STATED PROBLEM 1:
Quote the stretch from "The TFTP server listens" through "didn't work either." in the PXE booting post below, word for word.
STATED PROBLEM 2:
Write the next part of the post about PXE booting a home PC over the Internet, picking up after its last sentence.

PASSAGE TO READ:
****
How to PXE boot over WAN

port-forwardingpxesshtftpudp

I currently have a Debian PC and a Raspbian Raspberry Pi on my home network behind my router. The router has a port open for me in which I can ssh into the rPi when I'm away, and then once I'm in the network, I can do whatever I want on the home network.

While on travel, my Debian PC's hard drive appears to have died; at the very least it is refusing to boot up.

I did not leave behind any boot CDs for anyone to insert as I have always booted the box over PXE, with my Tomato home router configured to point to a VM on my laptop to serve the BOOTP and TFTP images needed to boot any Linux installer, System Rescue CD, or Trinity Rescue Kit.

That laptop is now with me on travel.

Can I set up SSH port forwarding from my laptop when I connect to my home rPi and temporarily reconfigure the IP address to [I think] dhcp-boot such that my Debian PC can PXE boot using my remote laptop VM over the Internet?

UPDATE 3 Aug: Following Matt's suggestion below was a good start but still not complete. I'm still no further along than before.

The TFTP server listens on UDP port 69, but it appears using the -R option to ssh only forwards TCP.

This and this provided one way to proceed, setting up pipes around the tunnel to translate the UDP traffic to TCP before the tunnel and TCP back to UDP after the tunnel, but comments indicated this isn't the best way. Also, this did not work for me.

Using socat instead of the pipes seemed to produce less controversy, so I thought I would try that, but this didn't work either.

To capture what I've done so far, I tried to replicate the problem locally on my laptop as follows.

I already have my VM running the TFTP server on port 69 that can at the very least serve a pxelinux.0 file.

I created a new VM booting a System Rescue CD ISO image. When I booted this VM, I set it up as a DHCP server:

# vi /etc/dhcp/dhcpd.conf

In the file, I specified the following:

subnet 192.168.1.0 netmask 255.255.255.0 {
   range 192.168.1.251 192.168.1.253;
   option routers 192.168.1.1;
   filename "pxelinux.0";
   next-server 192.168.1.252;
}

Then, I restarted the DHCP server:

# /etc/init.d/dhcpd restart

Note: I now have two DHCP servers on this "foreign" network–the router that provided my laptop its IP address, and now this VM until it gets powered down. This introduces a race condition as my PXE-booting VM might receive a response from either DHCP server; I'm hoping my VM's response is the first to reach the PXE VM so that it can get the next-server directive above.

In practice with my limited exercises, it appears to not be an issue, but I don't want to leave my VM up for too long so I don't disturb anyone else over here.
****
GIVEN DATA:
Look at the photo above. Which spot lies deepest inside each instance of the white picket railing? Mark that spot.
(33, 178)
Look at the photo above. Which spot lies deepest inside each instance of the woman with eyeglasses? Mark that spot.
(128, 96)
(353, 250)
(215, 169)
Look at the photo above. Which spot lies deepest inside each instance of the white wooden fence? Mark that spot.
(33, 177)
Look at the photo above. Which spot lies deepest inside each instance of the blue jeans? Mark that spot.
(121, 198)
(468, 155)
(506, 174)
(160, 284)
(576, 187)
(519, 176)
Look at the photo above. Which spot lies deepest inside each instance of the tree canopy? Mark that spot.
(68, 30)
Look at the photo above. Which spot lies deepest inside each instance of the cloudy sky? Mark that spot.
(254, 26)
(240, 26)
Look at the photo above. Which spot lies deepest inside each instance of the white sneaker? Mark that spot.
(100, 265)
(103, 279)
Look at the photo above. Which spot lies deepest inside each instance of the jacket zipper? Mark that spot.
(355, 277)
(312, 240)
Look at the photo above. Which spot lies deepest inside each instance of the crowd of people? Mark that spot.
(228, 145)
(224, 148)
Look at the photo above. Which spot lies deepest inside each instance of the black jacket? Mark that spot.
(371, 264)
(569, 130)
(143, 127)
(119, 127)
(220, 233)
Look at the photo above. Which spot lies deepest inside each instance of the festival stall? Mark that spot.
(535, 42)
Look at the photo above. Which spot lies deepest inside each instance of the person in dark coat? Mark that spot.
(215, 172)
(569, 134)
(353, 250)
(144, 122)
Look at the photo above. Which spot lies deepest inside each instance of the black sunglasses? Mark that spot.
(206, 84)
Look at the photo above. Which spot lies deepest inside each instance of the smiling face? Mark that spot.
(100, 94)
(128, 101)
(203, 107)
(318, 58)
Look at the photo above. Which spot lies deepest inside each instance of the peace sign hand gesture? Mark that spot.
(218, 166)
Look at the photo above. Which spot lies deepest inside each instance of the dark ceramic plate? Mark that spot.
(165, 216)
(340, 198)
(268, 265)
****
EXERCISE RESPONSE 1:
The TFTP server listens on UDP port 69, but it appears using the -R option to ssh only forwards TCP.

This and this provided one way to proceed, setting up pipes around the tunnel to translate the UDP traffic to TCP before the tunnel and TCP back to UDP after the tunnel, but comments indicated this isn't the best way. Also, this did not work for me.

Using socat instead of the pipes seemed to produce less controversy, so I thought I would try that, but this didn't work either.

EXERCISE RESPONSE 2:
As stated, with the DHCP server running, I booted my third diskless VM set up for PXE booting to exercise the PXE boot process.

The .252 host was my PXE server, so the PXE-boot VM was able to reach it, get the files needed via TFTP, and began booting as usual.

With the nominal case working, I decided to introduce the SSH tunnel into the mix as Matt suggested.

# vi /etc/dhcp/dhcpd.conf

I modified next-server to the IP address of the System Rescue CD VM itself:

subnet 192.168.1.0 netmask 255.255.255.0 {
   range 192.168.1.251 192.168.1.253;
   option routers 192.168.1.1;
   filename "pxelinux.0";
   next-server 192.168.1.13;
}

Then, I restarted the DHCP server:

# /etc/init.d/dhcpd restart

I also verified no TFTP server was running on this box:

# netstat -an | grep 69

Now my PXE-boot VM failed to boot. It received an IP address from the DHCP server but was not able to retrieve any TFTP boot image.

I brought over my PXE server's public key and placed it into the root authorized_keys file.

From the PXE server VM, I created my tunnel:

$ ssh -R 69:localhost:69 -R 2049:localhost:2049 root@192.168.1.13

Note I didn't need to forward port 2049 at this time, but I will need to do so later for NFS.

Same problem when booting the PXE VM: Couldn't get the image over TFTP.

The TFTP server was listening on UDP port 69:

udp        0      0 0.0.0.0:69              0.0.0.0:*

However, the forwarded port is listening on TCP:

tcp        0      0 127.0.0.1:69            0.0.0.0:*               LISTEN
tcp6       0      0 ::1:69                  :::*                    LISTEN

Tried the initial approach of using pipes. On the System Rescue CD VM:

# mkfifo /tmp/fifo
# nc -v -l -u -p 6963 < /tmp/fifo | nc -v -u 127.0.0.1 6964 > /tmp/fifo

Meanwhile, on the PXE server VM:

$ ssh -R 6964:localhost:6965 root@192.168.1.13
$ nc -v -l -p 6965 < /tmp/fifo | nc -v -u localhost 69 > /tmp/fifo

From the System Rescue CD VM, I tried to manually transfer the file:

# tftp localhost 6963 -c get pxelinux.0
connect to [127.0.0.1] from sysresccd.gentoo [127.0.0.1] 51072
too many output retries : Broken pipe

This still didn't work, so I tried again taking the tunnel out of the equation.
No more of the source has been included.